> [WHAT THIS TASK INVOLVES]:
Identify every line in the material below that contains the string "shadow", matching case exactly, and copy each such line in full.

***** SUPPLIED MATERIAL *****

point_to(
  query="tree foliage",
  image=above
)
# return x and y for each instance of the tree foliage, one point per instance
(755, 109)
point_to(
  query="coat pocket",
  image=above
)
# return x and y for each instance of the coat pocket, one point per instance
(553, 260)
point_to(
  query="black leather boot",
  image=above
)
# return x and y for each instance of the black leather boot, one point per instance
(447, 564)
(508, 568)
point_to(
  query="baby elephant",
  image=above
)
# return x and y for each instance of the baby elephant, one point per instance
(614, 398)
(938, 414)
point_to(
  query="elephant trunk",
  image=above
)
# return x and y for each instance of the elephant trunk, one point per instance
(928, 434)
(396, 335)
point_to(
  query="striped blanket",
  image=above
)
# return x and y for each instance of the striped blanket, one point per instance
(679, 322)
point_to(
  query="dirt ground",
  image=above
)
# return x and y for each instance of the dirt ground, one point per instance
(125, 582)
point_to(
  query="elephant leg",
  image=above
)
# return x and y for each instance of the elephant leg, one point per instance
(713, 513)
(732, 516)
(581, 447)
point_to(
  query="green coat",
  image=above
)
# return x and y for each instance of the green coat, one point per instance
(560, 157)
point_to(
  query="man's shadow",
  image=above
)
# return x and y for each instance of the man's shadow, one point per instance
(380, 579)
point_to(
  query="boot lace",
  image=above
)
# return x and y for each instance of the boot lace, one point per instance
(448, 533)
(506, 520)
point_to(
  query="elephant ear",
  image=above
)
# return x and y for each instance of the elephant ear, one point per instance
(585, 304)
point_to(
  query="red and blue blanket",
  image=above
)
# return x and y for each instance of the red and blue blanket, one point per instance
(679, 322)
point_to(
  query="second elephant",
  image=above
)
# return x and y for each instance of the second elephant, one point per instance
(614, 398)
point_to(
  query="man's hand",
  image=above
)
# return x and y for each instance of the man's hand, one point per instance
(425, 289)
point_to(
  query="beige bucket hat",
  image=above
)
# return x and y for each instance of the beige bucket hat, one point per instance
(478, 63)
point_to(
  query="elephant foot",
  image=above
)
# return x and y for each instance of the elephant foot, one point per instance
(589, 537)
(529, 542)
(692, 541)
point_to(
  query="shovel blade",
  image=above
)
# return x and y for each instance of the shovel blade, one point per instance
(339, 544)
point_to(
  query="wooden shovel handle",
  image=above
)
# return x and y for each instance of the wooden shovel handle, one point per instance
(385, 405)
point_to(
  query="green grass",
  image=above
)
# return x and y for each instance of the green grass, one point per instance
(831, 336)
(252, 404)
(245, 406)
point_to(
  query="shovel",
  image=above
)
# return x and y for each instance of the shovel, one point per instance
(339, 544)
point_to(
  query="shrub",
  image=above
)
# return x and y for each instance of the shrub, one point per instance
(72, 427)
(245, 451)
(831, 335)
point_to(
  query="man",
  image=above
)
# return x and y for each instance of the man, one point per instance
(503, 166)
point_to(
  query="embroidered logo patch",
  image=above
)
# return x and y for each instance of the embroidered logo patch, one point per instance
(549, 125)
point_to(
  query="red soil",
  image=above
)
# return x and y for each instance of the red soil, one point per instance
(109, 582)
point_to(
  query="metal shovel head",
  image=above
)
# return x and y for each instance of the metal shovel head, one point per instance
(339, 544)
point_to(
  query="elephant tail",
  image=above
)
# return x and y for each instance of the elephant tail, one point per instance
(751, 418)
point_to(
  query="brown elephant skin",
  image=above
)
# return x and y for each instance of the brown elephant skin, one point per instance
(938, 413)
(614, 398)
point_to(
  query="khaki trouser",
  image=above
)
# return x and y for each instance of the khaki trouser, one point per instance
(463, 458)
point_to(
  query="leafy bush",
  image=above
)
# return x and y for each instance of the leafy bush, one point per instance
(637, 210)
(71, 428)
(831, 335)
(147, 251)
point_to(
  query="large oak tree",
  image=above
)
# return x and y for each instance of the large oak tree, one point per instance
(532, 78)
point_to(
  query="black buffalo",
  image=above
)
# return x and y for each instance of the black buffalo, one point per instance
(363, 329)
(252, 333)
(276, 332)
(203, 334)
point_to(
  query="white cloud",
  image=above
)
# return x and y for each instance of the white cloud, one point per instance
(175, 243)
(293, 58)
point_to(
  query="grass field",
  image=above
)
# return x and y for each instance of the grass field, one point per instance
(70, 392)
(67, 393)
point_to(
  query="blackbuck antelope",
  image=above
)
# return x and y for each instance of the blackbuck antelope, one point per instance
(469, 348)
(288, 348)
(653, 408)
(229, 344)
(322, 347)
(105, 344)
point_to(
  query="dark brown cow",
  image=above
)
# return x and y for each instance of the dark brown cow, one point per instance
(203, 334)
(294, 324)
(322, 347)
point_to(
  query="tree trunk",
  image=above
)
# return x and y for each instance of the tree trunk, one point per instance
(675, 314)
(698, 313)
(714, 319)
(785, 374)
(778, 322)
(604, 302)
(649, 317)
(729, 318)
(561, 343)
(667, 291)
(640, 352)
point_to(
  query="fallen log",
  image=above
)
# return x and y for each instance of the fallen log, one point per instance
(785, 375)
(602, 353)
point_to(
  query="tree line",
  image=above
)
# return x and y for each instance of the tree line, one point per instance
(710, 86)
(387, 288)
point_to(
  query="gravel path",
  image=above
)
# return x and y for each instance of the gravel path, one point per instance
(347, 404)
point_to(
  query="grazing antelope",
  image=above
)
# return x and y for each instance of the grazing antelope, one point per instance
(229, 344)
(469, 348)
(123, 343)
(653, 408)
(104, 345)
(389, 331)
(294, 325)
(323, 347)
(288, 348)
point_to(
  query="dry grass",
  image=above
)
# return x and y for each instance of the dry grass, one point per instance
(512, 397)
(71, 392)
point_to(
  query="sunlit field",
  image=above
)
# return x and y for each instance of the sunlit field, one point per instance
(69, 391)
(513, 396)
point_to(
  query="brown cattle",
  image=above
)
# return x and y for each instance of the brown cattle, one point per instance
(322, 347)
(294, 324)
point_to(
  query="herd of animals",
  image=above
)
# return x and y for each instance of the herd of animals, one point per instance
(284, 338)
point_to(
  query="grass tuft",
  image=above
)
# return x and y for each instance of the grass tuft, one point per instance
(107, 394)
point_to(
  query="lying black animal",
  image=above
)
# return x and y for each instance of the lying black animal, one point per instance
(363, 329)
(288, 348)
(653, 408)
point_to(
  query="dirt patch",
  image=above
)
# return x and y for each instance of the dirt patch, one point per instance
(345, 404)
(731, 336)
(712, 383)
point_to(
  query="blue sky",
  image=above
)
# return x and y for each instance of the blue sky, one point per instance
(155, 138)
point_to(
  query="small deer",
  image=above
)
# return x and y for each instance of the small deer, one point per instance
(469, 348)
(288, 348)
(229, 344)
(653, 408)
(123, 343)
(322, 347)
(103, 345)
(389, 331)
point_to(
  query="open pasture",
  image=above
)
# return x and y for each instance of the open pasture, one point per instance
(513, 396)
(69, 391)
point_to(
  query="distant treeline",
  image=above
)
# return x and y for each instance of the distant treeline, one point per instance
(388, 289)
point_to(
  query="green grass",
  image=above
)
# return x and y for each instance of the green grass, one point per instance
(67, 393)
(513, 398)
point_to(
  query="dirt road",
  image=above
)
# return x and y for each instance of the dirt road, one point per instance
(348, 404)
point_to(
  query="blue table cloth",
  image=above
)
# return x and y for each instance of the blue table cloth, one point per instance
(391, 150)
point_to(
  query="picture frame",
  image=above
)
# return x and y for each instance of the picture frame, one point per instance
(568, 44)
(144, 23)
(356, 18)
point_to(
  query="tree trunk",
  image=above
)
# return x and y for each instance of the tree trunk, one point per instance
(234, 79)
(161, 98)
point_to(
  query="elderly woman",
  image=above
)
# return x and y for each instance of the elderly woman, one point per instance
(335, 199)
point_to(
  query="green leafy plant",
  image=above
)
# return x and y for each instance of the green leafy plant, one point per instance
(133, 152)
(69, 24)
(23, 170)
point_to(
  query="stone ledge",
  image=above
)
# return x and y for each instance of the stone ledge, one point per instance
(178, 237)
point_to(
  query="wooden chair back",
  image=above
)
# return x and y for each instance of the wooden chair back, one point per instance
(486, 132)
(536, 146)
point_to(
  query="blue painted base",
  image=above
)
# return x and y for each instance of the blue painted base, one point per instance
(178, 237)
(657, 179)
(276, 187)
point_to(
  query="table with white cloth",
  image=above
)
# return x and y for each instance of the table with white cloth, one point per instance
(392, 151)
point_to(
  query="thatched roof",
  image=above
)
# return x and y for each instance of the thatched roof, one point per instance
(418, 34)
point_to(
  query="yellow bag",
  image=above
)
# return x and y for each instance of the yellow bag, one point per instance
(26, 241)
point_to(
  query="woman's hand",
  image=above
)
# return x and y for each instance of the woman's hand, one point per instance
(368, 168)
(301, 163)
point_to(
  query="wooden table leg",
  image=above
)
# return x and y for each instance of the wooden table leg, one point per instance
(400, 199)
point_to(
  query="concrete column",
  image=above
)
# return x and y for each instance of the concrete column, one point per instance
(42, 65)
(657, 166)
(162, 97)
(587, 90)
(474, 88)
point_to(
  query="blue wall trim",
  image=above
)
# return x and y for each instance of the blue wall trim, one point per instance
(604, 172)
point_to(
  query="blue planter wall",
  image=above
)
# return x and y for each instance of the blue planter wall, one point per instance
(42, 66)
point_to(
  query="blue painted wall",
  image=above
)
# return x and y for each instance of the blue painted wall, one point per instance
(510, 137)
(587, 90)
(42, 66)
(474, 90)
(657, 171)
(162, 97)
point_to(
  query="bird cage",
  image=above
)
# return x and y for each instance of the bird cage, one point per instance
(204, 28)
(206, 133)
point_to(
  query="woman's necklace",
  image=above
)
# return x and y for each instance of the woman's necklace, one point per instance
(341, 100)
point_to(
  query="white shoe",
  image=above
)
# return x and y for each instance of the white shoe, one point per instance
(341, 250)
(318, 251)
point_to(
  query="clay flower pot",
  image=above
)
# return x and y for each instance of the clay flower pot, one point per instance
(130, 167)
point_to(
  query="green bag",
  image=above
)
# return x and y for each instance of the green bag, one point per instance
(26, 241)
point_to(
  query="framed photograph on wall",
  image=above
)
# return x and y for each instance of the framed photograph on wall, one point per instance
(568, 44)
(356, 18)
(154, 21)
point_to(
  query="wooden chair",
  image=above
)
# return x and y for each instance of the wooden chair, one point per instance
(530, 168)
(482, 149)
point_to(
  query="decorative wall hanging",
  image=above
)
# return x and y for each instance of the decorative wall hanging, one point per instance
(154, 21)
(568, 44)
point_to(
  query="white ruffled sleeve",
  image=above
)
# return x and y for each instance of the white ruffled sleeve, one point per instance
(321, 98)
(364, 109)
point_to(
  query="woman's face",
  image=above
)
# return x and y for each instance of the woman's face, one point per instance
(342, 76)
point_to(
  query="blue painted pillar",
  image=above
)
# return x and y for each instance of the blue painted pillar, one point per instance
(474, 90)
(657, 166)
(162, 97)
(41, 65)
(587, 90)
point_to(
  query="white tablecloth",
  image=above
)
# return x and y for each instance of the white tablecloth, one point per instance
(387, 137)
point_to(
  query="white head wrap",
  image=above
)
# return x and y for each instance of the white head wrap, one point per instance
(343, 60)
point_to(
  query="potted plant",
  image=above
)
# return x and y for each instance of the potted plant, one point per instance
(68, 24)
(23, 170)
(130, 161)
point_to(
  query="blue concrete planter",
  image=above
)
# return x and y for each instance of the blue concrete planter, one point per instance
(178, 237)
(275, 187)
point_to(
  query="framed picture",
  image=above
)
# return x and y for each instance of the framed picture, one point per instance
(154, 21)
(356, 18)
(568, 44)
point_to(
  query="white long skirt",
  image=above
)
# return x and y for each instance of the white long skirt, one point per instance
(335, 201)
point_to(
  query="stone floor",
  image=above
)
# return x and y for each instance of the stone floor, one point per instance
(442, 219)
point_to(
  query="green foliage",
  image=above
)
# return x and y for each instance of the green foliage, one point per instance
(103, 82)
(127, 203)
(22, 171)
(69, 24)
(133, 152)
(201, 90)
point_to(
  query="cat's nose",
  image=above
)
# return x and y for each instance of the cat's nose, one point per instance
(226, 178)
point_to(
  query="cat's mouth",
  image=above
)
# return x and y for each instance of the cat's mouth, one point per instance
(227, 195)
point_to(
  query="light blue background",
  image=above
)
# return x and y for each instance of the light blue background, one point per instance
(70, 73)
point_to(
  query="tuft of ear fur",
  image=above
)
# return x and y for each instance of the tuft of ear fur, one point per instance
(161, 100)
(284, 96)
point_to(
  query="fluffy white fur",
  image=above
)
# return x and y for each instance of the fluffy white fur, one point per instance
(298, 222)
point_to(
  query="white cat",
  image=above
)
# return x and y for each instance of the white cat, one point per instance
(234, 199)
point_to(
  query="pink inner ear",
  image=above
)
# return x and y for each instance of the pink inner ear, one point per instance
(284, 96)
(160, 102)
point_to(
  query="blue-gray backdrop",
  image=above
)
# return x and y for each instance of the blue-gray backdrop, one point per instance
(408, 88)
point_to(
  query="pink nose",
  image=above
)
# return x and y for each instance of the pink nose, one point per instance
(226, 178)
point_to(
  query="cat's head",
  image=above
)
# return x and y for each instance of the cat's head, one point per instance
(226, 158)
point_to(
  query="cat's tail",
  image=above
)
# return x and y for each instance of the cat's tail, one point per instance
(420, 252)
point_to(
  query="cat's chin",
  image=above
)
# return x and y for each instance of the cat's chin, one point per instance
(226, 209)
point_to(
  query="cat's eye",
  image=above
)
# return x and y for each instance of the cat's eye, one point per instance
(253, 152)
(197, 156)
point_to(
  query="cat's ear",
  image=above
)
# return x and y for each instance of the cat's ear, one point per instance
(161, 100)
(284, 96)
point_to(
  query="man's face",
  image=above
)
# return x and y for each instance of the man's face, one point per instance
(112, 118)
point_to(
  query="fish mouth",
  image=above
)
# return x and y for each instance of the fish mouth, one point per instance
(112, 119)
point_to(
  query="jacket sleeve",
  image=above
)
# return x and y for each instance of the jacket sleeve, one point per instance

*****

> [FULL SOLUTION]:
  query="man's shadow",
# return x and y for each instance of the man's shadow, one point per instance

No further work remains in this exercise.